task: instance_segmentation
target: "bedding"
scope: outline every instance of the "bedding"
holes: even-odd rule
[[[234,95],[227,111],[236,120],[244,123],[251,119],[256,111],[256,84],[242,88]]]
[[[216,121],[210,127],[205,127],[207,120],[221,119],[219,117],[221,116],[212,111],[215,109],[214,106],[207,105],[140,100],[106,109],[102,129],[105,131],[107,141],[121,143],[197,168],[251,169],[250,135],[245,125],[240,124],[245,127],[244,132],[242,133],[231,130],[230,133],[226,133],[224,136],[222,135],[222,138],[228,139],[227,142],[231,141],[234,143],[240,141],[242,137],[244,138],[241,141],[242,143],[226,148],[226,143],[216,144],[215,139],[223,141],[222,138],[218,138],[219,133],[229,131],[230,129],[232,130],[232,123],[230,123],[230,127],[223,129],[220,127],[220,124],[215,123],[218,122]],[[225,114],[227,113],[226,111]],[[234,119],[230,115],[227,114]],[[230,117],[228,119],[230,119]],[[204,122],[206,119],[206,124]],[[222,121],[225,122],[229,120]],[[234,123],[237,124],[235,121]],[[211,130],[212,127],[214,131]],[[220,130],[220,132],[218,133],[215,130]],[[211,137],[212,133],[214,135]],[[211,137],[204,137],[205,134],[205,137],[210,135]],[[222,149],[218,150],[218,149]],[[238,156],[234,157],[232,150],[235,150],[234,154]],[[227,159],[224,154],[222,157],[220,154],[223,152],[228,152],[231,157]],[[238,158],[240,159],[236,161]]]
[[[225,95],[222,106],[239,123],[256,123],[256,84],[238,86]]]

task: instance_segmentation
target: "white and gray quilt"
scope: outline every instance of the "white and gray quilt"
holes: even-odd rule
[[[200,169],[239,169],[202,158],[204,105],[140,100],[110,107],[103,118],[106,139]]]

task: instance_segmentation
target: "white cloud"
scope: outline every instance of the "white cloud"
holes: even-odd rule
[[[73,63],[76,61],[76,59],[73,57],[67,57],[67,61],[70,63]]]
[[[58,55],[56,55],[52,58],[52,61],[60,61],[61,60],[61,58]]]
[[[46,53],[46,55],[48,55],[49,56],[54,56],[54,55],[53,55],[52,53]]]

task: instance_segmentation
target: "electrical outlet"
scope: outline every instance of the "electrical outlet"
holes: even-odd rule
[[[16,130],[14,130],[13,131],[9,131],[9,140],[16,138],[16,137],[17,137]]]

☆ ☆ ☆ ☆ ☆ ☆ ☆

**The task:**
The records above should be returned exactly.

**The answer:**
task: instance_segmentation
target: "bedding"
scope: outline every instance of the "bedding"
holes: even-odd rule
[[[234,95],[227,111],[236,120],[244,123],[251,119],[256,111],[256,84],[242,88]]]
[[[216,121],[210,127],[205,127],[207,120],[221,119],[219,117],[221,116],[212,111],[215,109],[214,106],[207,105],[140,100],[106,109],[102,129],[105,131],[107,141],[121,143],[197,168],[251,169],[250,135],[245,125],[240,124],[245,127],[244,132],[242,133],[231,130],[230,133],[226,133],[224,136],[222,135],[222,138],[228,139],[227,142],[231,141],[234,143],[240,141],[242,137],[244,138],[241,141],[242,143],[226,148],[226,143],[216,144],[215,139],[223,141],[222,138],[218,138],[219,133],[229,131],[230,129],[232,130],[232,123],[230,123],[230,127],[223,129],[220,127],[220,124],[215,123],[218,122]],[[225,114],[227,113],[226,111]],[[234,119],[230,115],[227,114]],[[230,117],[228,119],[230,119]],[[204,122],[206,119],[206,124]],[[222,121],[225,122],[229,120]],[[234,123],[237,124],[235,121]],[[211,130],[212,127],[214,131]],[[220,130],[220,132],[218,133],[215,130]],[[211,137],[212,133],[214,135]],[[211,137],[204,137],[205,134],[205,137],[210,135]],[[222,149],[218,150],[218,149]],[[238,156],[234,157],[232,150],[235,150],[234,154]],[[227,159],[224,154],[222,157],[220,154],[223,152],[228,152],[231,157]],[[238,158],[240,159],[236,161]]]
[[[225,95],[222,106],[239,123],[256,123],[256,84],[238,86]]]

task: instance_segmentation
target: "white and gray quilt"
scope: outline every instance of the "white and gray quilt"
holes: even-odd rule
[[[200,169],[239,169],[202,158],[204,105],[140,100],[110,107],[103,118],[106,139]]]

task: instance_segmentation
target: "white cloud"
scope: outline every instance of the "white cloud"
holes: even-odd rule
[[[73,63],[76,61],[76,59],[73,57],[67,57],[67,61],[70,63]]]
[[[58,55],[56,55],[52,58],[52,61],[60,61],[61,60],[61,58]]]
[[[46,53],[46,55],[48,55],[49,56],[54,56],[54,55],[53,55],[52,53]]]

task: instance_segmentation
target: "electrical outlet"
scope: outline every instance of the "electrical outlet"
holes: even-odd rule
[[[16,130],[14,130],[13,131],[9,131],[9,140],[16,138],[16,137],[17,137]]]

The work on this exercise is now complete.